### SET EXERCISE A
Using only the speech on art and climate change, say whether each statement agrees with it: (i) the speaker once wrote a rom-zom-com; (ii) the speaker presents fear as a helpful response to climate change; (iii) the speaker says the ACT is the first in Australia to plan to get off fossil fuel gas. Answer yes or no for each, quoting the words of the speech that decide it.
___ EXCERPTED PASSAGE ___
I want to pause for a moment and talk about art and climate change. I think this probably touches a lot of people in different ways. Most of us have seen it. We are kind of awash in apocalyptic fiction at the moment. We have all seen it on TV and in movies. I was recently at the second National Capital Art Prize, and almost all of the artwork there was about environmental collapse. This is what happens. I think a lot of artists get asked why they choose the topic they choose. I often see people a bit puzzled when they are asked that question. I think most artists have a similar motivation. It is quite easy to make out. You just open up a vein and bleed on the page. You are projecting what is in you and what is all around you. So the reason we are awash in all of this apocalyptic environmental disaster at the moment is that that is what we are thinking about. That is what we are literally breathing in at different points.

I am part of that movement. I wrote rom-zom-com once. I thought I would put a bit of humour in there, because it is quite difficult to deal with otherwise, and it was a lot of fun writing that book. It was girl meets boy, girl loses boy, zombies attack. You have probably seen the same sort of story quite a lot! I remember doing interviews at the time, with media asking me: “Why zombies? Why are there so many zombies around?” It seemed so obvious to me: armies of mindless consumers destroying everything good. This is the world that a lot of us feel like we are living in and feel like we are trapped in.

There is a lot of fear and anxiety there. It is real, it is genuine and it is completely and utterly rational—an absolutely rational response to what is going on around us. But the problem with fear is that it is quite paralysing. I think we all understand now that there are few different human responses to threats—fight/flight/freeze. I sort of feel like Australia has been frozen for a couple of decades and it is really, really, unhelpful.

I take hope from the fact that we are not frozen on other environmental disasters. With the hole in the ozone layer, leaded petrol and lot of things, we did not politicise it; we just leapt in and fixed them. I think we are finally getting there now. I think it is really, really good to think about the action that we are taking and the action that we can take. It is much more helpful, as a response, than fear and anxiety.

Here in the ACT we have done a lot. We have a plan to get off fossil fuel gas. That is amazing. We are the first in Australia to do that. I hope everybody else is going to follow us. I hope the federal government is going to follow us. That is fantastic. We have a plan to electrify our transport. It is so good to see that plan.

We are capable of change really, really fast as a society. I am a new politician. I campaigned in 2020, and both of those policies—getting off fossil fuel gas and getting on to EVs—were labelled as crazy Greens policies. I have heard people in here dissent to them and label them crazy Greens policies. Now they are mainstream. They are simply getting on with it. This is what climate action looks like. It is a whole collection of decisions that you make that are sensible decisions, and you make them every day.
___ DATA SUPPLIED ___
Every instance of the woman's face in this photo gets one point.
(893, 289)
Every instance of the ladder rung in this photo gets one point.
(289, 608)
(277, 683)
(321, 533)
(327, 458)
___
### SET EXERCISE B
Copy the records word for word, from the line with "Every instance of the ladder" through the end of the records.

### SOLUTION A
(i) Yes: "I wrote rom-zom-com once."
(ii) No: "But the problem with fear is that it is quite paralysing."
(iii) Yes: "We are the first in Australia to do that."

### SOLUTION B
Every instance of the ladder rung in this photo gets one point.
(289, 608)
(277, 683)
(321, 533)
(327, 458)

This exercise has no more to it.